### Selection ###
Monday, August 28, 2017

Senators encourage students to apply for U.S. Senate Youth Program

Senators Thad Cochran and Roger Wicker issued the following press release.


COCHRAN, WICKER ENCOURAGE MISS. STUDENTS TO APPLY FOR U.S. SENATE YOUTH PROGRAM

Oct. 13 Application Deadline for Program Offering $10,000 Scholarships & Trip to Washington

WASHINGTON, D.C. – U.S. Senators Thad Cochran (R-Miss.) and Roger Wicker (R-Miss.) today encouraged Mississippi high school students to apply to represent the state at the 2018 U.S. Senate Youth Program (USSYP).

The USSYP has set an October 13 deadline to submit applications to participate in the 56th annual USSYP Washington Week in Washington, D.C., and receive a $10,000 undergraduate scholarship.  Applications will be accepted from high school seniors or juniors involved in student government, civic, or educational organizations.  The selection of Mississippi’s two delegates will be based, in part, on academic achievement, leadership capabilities and public service.

“The U.S. Senate Youth Program is a respected scholarship program that offers opportunities for young, civic-minded leaders to join with their peers to learn more about our American government,” Cochran said.  “I hope eligible students from across Mississippi will apply to be part of the 2018 program.”

“The U.S. Senate Youth Program continues to provide incredible opportunities for students to build important leadership skills and experience the nation’s capital firsthand,” Wicker said.  “Mississippi students should not hesitate to apply for this year’s program.”

The USSYP is a competitive merit-based program consisting of scholarships and a week-long trip, March 3-10, 2018, to Washington for each of the 104 delegates from all 50 states, the District of Columbia, and the Department of Defense Education Activity.  The non-profit Hearst Foundation fully funds and administers the USSYP.

The U.S. Senate established the program in 1962 to introduce student leaders to the federal government and public policy.  The USSYP Washington Week program includes meetings with U.S. Senators, a Supreme Court Justice, Defense Department officials, cabinet secretaries, and other policymakers.

Mississippi’s 2017 Senate Youth Program delegates were Cade Slaughter of Hattiesburg and Braeden Foldenauer of Southaven.

Interested students can visit www.ussenateyouth.org for more information or access the 2018 USSYP brochure outlining the rules and selection process information here: http://bit.ly/2vpjlOJ.  Again, the deadline to apply for the USSYP program is Oct. 13, 2017

Students may also contact their high school principal or Mississippi’s state-level selection administrator:

Ms. Tiffany Jones
Director of Teacher Recruitment
Mississippi Department of Education
(601) 359-3631
TTJones@mdek12.org

9 comments:

Anonymous said...

Working toward election year......throwing money at the plebes.

Anonymous said...

Be very cautious following the advice from either of these guys. They pay handlers to keep their true agendas secret.

Anonymous said...

Just saw on the internet that the same Roger Wicker who advocates retiring the state flag is up in arms over the removal of Confederate statues.

Anonymous said...

The USSYP was established by a Senate Resolution and it has been around for decades, and I believe that Mississippi has sent two delegates to the program every year - election year or not.
### Data extract ###
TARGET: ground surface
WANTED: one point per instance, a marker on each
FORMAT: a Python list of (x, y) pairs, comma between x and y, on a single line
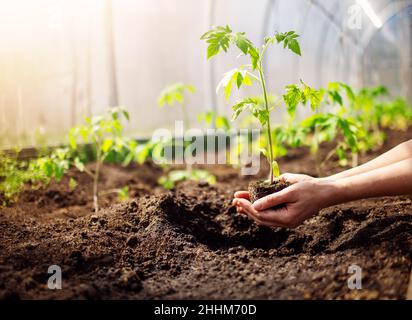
[(190, 243)]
###
Direction:
Print the passage of the Senate Youth Program text that begins with the words "Oct. 13 Application" and ends with "and public service.", copying it word for word.

The reply:
Oct. 13 Application Deadline for Program Offering $10,000 Scholarships & Trip to Washington

WASHINGTON, D.C. – U.S. Senators Thad Cochran (R-Miss.) and Roger Wicker (R-Miss.) today encouraged Mississippi high school students to apply to represent the state at the 2018 U.S. Senate Youth Program (USSYP).

The USSYP has set an October 13 deadline to submit applications to participate in the 56th annual USSYP Washington Week in Washington, D.C., and receive a $10,000 undergraduate scholarship.  Applications will be accepted from high school seniors or juniors involved in student government, civic, or educational organizations.  The selection of Mississippi’s two delegates will be based, in part, on academic achievement, leadership capabilities and public service.